Au vernissage de la dernière exposition Gao Xingjian, vendredi 14 janvier, à Paris, une dame chuchotait :  » Gao n’écrit plus rien. Le Nobel l’a tué. «  Tué ? Certainement pas, heureusement ! Mais si Gao est dans l’actualité, c’est pour ses encres de Chine – magnifiques – ou pour ses films – Cinépoème ou Après le déluge, que l’on donnait ces jours-ci à Beaubourg. Et plus – pour l’instant – pour ses écrits. Comme si, après la magistrale Montagne de l’âme (écrit en 1990, et paru à L’Aube en 2002), le prix Nobel qui lui a été décerné juste après Le Livre d’un homme seul (L’Aube, 2000), avait asséché sa créativité littéraire.  » Ce prix a pesé d’un poids écrasant, reconnaît Gao. Je termine aujourd’hui une cinquième pièce de théâtre, Ballade nocturne, qui sera publiée par un petit éditeur universitaire, mais écrire un roman est devenu impossible. « 

Pour celui qui fut, dans les années 1980, un des pionniers de l’avant-garde littéraire chinoise, il est manifestement douloureux de parler de  » blocage « .  » J’écris moins mais je n’ai jamais vraiment cessé « , répète-t-il comme s’il n’avait pas écrit son dernier mot. Comme si, pour un écrivain – même peintre, même metteur en scène, même cinéaste -, l’idée de s’effacer un tant soit peu du paysage littéraire était insupportable. L’écrivain  » bloqué  » souffre ainsi deux fois : du fait d’être bloqué et de l’impossibilité de (se) le dire…

Comment lutter ? L’histoire littéraire fournit des exemples intéressants de ce qu’il est possible de faire en cas de blocage chronique.
★ ★ ★ ★ ★
[CONSIGNE A]
Recopiez intégralement les lignes des entrées, de celle qui contient « Cam-trap alert: motion was detected. Identify dry » jusqu'à celle qui contient « 68, 30, 87, 53 », ces deux lignes comprises. Ajoutez 109 à chaque coordonnée de cadre.
[CONSIGNE B]
Prolongez l'extrait consacré au blocage littéraire de Gao Xingjian à la suite de sa dernière phrase.

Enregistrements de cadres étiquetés
★ ★ ★ ★ ★
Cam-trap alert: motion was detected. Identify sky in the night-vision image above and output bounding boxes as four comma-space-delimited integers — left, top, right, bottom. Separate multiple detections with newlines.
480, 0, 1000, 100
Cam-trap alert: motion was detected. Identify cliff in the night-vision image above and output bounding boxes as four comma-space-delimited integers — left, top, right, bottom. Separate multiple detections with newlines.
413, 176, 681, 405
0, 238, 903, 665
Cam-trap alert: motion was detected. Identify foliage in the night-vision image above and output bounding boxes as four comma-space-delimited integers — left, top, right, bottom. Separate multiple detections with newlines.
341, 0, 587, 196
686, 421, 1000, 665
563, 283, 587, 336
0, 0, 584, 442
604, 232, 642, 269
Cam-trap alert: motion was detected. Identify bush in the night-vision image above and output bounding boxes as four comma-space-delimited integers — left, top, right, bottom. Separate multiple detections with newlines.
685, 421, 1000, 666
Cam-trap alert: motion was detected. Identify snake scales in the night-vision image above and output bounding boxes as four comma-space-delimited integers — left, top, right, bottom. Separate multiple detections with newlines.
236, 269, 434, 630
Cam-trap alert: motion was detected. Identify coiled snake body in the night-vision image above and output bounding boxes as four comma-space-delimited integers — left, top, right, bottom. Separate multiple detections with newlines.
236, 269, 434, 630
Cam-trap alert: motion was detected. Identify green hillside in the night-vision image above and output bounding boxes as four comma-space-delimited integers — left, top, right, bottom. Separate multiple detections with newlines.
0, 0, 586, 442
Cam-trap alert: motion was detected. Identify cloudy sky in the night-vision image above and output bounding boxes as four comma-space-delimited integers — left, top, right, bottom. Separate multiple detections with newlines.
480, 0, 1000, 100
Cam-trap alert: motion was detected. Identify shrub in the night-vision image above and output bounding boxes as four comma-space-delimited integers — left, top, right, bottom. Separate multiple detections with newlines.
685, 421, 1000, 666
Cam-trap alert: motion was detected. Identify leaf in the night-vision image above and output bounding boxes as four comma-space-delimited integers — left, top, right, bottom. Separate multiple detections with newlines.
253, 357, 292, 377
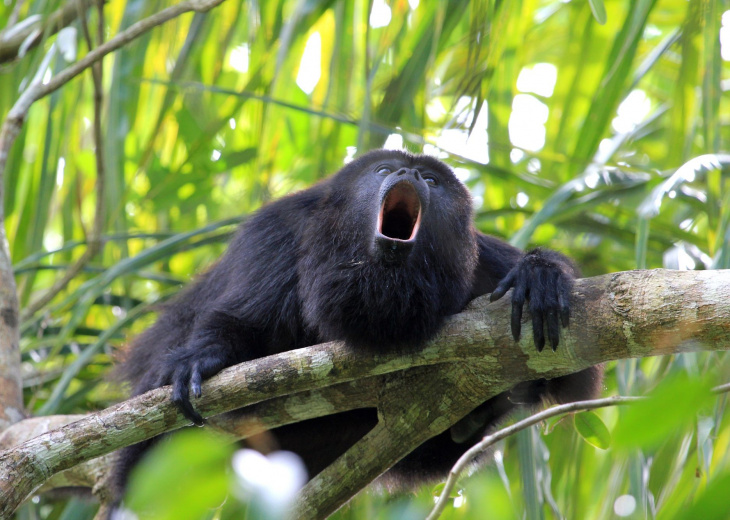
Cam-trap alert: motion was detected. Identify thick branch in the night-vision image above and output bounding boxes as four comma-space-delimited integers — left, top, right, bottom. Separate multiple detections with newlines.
★ ★ ★ ★ ★
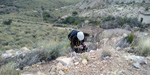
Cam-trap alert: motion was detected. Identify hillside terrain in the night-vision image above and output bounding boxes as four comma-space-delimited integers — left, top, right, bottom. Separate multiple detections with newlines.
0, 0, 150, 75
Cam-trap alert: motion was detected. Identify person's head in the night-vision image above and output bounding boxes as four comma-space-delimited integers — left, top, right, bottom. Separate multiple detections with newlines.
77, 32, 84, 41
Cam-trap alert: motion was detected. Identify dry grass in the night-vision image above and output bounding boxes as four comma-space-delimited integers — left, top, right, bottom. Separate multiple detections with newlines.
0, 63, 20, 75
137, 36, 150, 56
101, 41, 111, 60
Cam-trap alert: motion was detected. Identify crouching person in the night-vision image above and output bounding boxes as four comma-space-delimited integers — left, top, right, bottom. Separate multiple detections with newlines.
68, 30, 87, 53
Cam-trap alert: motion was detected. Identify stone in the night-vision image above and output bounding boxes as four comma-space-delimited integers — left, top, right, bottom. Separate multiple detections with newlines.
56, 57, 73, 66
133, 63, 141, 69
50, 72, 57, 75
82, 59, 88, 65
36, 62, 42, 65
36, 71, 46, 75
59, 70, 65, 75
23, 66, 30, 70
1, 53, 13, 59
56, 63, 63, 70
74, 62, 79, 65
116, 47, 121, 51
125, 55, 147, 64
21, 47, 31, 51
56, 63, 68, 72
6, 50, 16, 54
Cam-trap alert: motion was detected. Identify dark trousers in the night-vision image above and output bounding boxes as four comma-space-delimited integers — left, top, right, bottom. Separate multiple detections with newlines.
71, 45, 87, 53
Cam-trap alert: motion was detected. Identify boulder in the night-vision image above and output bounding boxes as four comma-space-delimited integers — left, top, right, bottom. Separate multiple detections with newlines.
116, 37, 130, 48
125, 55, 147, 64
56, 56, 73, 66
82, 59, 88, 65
★ ★ ★ ★ ★
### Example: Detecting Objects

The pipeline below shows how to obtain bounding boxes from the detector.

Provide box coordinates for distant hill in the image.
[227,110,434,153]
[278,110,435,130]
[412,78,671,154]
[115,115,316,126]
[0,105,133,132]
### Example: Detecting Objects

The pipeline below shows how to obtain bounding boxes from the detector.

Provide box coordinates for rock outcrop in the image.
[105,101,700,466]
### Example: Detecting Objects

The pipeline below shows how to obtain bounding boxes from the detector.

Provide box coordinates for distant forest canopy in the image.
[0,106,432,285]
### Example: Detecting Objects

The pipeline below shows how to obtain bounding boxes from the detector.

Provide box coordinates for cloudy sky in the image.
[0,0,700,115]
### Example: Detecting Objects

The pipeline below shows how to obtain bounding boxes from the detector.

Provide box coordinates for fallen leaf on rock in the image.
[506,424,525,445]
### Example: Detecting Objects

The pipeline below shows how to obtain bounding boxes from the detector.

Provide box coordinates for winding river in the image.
★ ★ ★ ★ ★
[CORRIGÉ A]
Cam-trap alert: motion was detected. Identify dry grass in the night-vision image above and output bounding boxes as four comma-space-delimited integers — left, top, right, bottom. Separate multiple detections with newlines.
109, 172, 129, 184
246, 145, 259, 165
210, 150, 220, 169
Cam-trap alert: motion was detected. Identify crouching person in the night-vision image above and output bounding boxes as four comma-space-delimited integers — left, top, right, bottom. Separate multiple detections with newlines.
177, 139, 196, 162

[CORRIGÉ B]
Première attitude (la plus radicale) : le renoncement. Il peut être total ou partiel. En 1892, Italo Svevo publie Une vie, qui passe complètement inaperçu auprès de la critique et du public. Puis, quatre ans plus tard, Sénilité, qui suscite encore moins d’intérêt. Traumatisé par ces échecs et considéré par sa mère comme un écrivain raté, presque un mythomane, Svevo s’attaque… au violon. Il faudra attendre 1919 pour qu’il se remette à écrire La Conscience de Zeno, ce chef-d’oeuvre (1925) : au total, son blocage aura duré plus de vingt ans !

Deuxième stratégie : le déni.  » Moi, bloqué ? Vous plaisantez ?  » C’est un peu la méthode Coué. L’écrivain crie très fort que son mal n’existe pas, et parfois, il en guérit. Le cas Weyergans en est une magnifique illustration. Quand, en 2005, paraît le roman Trois jours chez ma mère, de François Weyergans, c’est l’ébahissement. Plus personne ne croyait à ce livre-Arlésienne sans cesse annoncé, sans cesse différé. Et comme le Tityre de Gide écrivant Paludes, François Weyergans met justement en scène sa difficulté à écrire : Trois jours chez ma mère est l’histoire de François Weyergans n’arrivant pas à écrire Trois jours chez ma mère. Un roman où l’empêchement est élevé au rang d’objet littéraire. Où l’inhibition finit par devenir un moteur.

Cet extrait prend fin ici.